GOAL OF THE EXERCISE
Reproduce every one of the entries below verbatim, omitting the pictures.
━━━━━━━━━━━━━━━━━━━━━━━━━━━━━━
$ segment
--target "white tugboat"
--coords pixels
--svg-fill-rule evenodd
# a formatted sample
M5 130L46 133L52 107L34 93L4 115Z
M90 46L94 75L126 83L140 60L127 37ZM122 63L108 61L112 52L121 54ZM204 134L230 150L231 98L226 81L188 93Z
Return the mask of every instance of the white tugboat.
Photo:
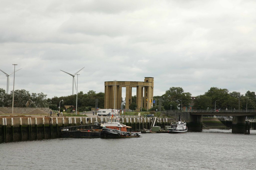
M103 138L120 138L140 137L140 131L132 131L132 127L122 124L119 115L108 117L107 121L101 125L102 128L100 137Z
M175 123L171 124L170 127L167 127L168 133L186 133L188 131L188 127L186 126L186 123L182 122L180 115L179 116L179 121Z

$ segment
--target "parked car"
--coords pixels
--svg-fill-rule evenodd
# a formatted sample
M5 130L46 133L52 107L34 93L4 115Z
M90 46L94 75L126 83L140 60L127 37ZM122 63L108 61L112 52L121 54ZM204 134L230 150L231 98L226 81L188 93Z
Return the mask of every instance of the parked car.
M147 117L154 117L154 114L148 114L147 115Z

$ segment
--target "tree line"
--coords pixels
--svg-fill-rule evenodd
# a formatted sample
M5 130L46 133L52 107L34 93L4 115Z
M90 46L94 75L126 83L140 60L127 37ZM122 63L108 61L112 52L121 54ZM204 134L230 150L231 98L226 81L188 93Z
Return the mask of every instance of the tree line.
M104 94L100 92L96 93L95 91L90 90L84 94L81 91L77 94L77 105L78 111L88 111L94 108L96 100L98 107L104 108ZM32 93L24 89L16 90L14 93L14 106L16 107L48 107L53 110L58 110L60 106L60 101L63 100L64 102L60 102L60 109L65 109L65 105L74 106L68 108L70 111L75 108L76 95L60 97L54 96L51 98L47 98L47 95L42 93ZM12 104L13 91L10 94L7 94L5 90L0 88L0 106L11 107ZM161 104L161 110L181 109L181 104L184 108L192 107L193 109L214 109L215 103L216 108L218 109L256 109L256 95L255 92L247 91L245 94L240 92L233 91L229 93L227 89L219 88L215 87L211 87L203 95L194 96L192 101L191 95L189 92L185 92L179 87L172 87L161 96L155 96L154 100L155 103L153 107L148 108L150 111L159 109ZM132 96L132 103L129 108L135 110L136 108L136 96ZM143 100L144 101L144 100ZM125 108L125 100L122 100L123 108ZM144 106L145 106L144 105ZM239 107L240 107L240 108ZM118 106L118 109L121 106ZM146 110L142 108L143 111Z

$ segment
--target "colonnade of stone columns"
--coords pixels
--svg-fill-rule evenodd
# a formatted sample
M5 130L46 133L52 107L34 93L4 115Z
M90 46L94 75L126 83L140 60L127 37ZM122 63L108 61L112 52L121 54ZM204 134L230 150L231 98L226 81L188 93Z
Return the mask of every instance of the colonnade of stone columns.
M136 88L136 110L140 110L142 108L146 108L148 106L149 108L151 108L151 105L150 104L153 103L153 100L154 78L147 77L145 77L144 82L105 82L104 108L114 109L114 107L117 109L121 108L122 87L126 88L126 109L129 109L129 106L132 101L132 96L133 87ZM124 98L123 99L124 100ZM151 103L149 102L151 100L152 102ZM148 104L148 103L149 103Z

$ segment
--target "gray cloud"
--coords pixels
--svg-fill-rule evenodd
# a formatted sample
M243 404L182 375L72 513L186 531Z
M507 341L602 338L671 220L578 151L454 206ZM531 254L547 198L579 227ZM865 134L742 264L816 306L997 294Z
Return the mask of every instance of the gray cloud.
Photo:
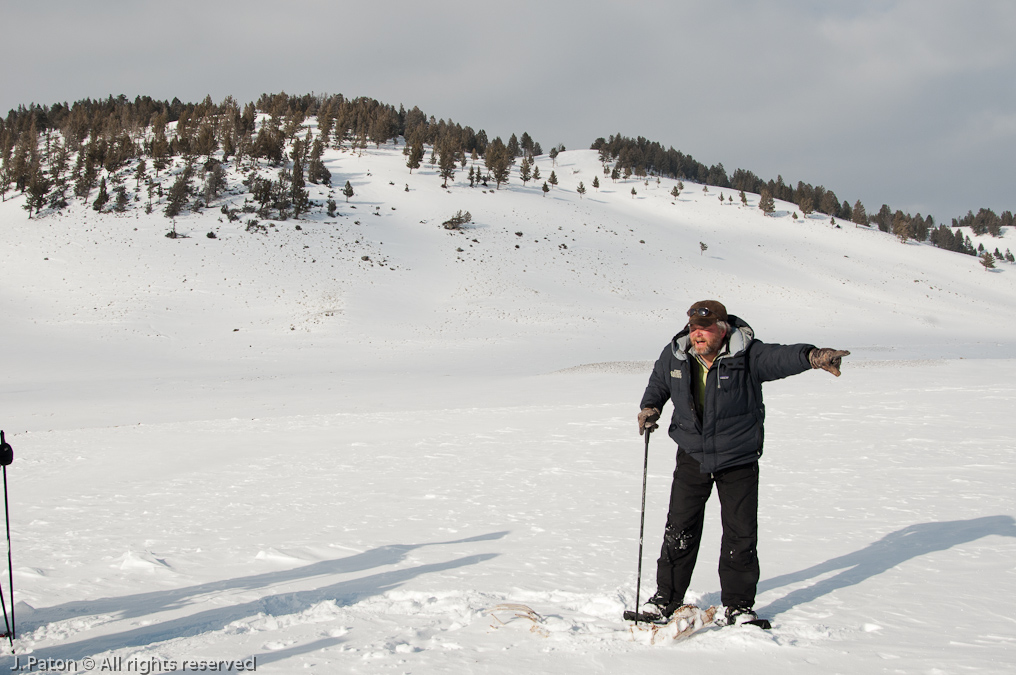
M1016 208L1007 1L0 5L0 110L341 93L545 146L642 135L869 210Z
━━━━━━━━━━━━━━━━━━━━━━━━━━━━━━
ANSWER
$ segment
--target "white tugboat"
--coords pixels
--svg-fill-rule evenodd
# a formatted sample
M5 130L46 133L52 107L34 93L4 115Z
M90 46L94 75L126 83L140 60L127 37ZM122 63L108 61L112 52L121 54ZM204 134L230 150L231 98L226 81L188 93Z
Return the mask of every instance of the white tugboat.
Photo:
M103 138L120 138L140 137L140 131L132 131L132 127L122 124L119 115L108 117L107 121L101 125L102 128L100 137Z
M175 123L171 124L170 127L167 127L168 133L186 133L188 131L188 127L186 126L186 123L182 122L180 115L179 116L179 121Z

$ segment
--target "parked car"
--coords pixels
--svg-fill-rule evenodd
# a formatted sample
M5 130L46 133L52 107L34 93L4 115Z
M90 46L94 75L126 83L140 60L127 37ZM122 63L108 61L112 52L121 54ZM204 134L230 150L231 98L226 81L188 93Z
Return the mask of every instance of the parked car.
M147 117L154 117L154 114L148 114L147 115Z

$ segment
--target "tree line"
--coords pixels
--svg-fill-rule evenodd
# a formatted sample
M5 130L46 133L52 107L34 93L4 115Z
M90 46L94 75L126 83L140 60L127 37ZM122 63L108 61L112 52L121 54ZM204 134L230 150L231 98L226 81L188 93Z
Return the mask of every instance of the tree line.
M104 94L100 92L96 93L95 91L90 90L84 94L81 91L77 94L77 105L78 111L88 111L94 108L96 100L98 107L104 108ZM32 93L24 89L16 90L14 93L14 106L16 107L48 107L53 110L58 110L60 106L60 101L63 100L64 102L60 102L60 109L65 109L65 105L74 106L68 108L70 111L75 108L76 95L60 97L54 96L51 98L47 98L47 95L42 93ZM12 104L13 91L10 94L7 94L5 90L0 88L0 106L11 107ZM161 104L161 110L181 109L181 104L184 108L192 107L193 109L214 109L215 103L216 108L218 109L256 109L256 95L255 92L247 91L245 94L240 92L233 91L229 93L227 89L219 88L215 87L211 87L203 95L194 96L192 101L191 95L189 92L185 92L179 87L172 87L161 96L155 96L154 100L155 103L153 107L148 108L150 111L159 109ZM132 96L132 103L129 108L135 110L136 108L136 96ZM143 100L144 101L144 100ZM125 108L125 100L122 100L123 108ZM144 106L145 106L144 105ZM239 107L240 107L240 108ZM118 106L118 109L121 106ZM146 110L142 108L143 111Z

$ segment
--target "colonnade of stone columns"
--coords pixels
--svg-fill-rule evenodd
# a formatted sample
M5 130L46 133L52 107L34 93L4 115Z
M90 46L94 75L126 83L140 60L127 37ZM122 63L108 61L112 52L121 54ZM204 134L230 150L231 98L226 81L188 93Z
Return the mask of every instance of the colonnade of stone columns.
M136 88L136 110L140 110L142 108L146 108L148 106L149 108L151 108L151 105L150 104L153 103L153 100L154 78L147 77L145 77L144 82L105 82L104 108L114 109L114 107L117 109L121 108L122 87L126 88L126 109L129 109L129 106L132 101L132 96L133 87ZM124 98L123 99L124 100ZM151 103L149 102L151 100L152 102ZM148 104L148 103L149 103Z

$ segment
--target "gray cloud"
--coords pixels
--svg-fill-rule evenodd
# a formatted sample
M243 404L182 375L72 513L186 531Z
M507 341L602 338L671 220L578 151L454 206ZM531 254L547 198L579 227ZM865 134L742 264L816 306L997 294Z
Return the mask of every instance of the gray cloud.
Photo:
M1016 208L1007 1L0 5L0 110L341 93L545 146L642 135L869 210Z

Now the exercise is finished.